Exercise aim => The data follows this line. Copy verbatim the line with "white wall in the photo above." and each line after it to the end.

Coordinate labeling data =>

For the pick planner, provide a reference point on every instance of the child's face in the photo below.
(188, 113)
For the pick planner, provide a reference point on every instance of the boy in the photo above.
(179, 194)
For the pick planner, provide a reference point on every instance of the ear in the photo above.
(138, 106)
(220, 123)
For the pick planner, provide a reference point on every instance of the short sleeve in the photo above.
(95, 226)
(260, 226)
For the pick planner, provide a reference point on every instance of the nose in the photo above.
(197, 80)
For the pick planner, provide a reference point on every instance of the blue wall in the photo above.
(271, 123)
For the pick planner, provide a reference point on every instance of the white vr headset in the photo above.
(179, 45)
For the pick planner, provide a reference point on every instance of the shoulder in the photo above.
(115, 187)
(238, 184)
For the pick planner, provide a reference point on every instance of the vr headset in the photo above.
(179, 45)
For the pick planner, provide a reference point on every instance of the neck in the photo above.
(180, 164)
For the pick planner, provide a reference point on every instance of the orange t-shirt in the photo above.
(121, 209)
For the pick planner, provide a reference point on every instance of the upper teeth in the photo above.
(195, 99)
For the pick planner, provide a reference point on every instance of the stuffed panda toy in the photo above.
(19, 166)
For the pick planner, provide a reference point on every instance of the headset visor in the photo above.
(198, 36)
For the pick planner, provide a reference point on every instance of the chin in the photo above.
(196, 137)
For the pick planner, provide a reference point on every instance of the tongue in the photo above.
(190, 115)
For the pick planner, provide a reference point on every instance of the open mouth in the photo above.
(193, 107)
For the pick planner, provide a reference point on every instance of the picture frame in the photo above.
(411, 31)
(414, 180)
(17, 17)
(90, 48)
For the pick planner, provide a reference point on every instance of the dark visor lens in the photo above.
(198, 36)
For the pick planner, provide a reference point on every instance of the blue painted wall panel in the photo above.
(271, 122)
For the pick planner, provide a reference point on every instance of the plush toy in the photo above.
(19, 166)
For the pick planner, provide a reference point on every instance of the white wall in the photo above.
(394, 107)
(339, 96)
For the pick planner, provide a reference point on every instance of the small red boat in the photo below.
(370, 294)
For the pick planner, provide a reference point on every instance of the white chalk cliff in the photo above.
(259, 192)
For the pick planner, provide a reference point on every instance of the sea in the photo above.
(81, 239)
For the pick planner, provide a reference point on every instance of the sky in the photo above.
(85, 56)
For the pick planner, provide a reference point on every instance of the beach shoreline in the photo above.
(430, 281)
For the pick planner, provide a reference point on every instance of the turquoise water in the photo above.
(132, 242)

Full output =>
For the pick planner, provide a reference point on every instance of the white wall in the photo above.
(394, 107)
(339, 96)
For the pick planner, provide a reference point on every instance of the small red boat in the photo below.
(370, 294)
For the pick planner, provide a reference point on every instance of the white chalk cliff in the photo above.
(259, 192)
For the pick planner, provide a reference point on every instance of the sea in the photo above.
(81, 239)
For the pick planner, provide a reference point on every instance of the sky in the photo above.
(85, 56)
For the pick planner, provide a reference point on every instance of the beach shoreline in the photo above.
(430, 281)
For the pick planner, provide a reference point on every instance of the turquoise water in the photo above.
(132, 242)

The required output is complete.